* _Requirements_
Please give back the listing below line for line, without changing anything, but leave the pictures out.

* _Input_
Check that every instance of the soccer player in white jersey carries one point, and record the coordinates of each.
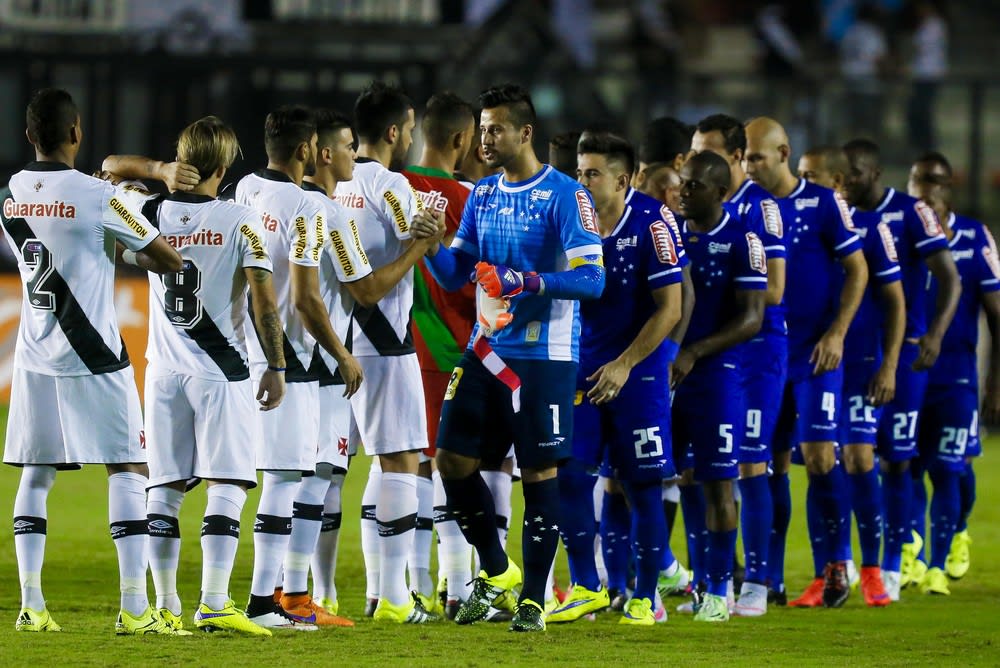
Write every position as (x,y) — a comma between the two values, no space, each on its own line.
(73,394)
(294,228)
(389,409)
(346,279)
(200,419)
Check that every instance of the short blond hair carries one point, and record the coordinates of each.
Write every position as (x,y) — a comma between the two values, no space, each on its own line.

* _Problem solution_
Check that every instance of the soccer player in white jersey carries one point, and record the coordinates of each.
Write every position as (x,y) — a comma between the two values, no space, each on its own line.
(73,394)
(294,228)
(389,409)
(346,279)
(200,419)
Check that every instance of the short blond hair carries one point, and record the coordinates of each.
Write every position as (x,y) — a comma between the two values, no space, each on its own line.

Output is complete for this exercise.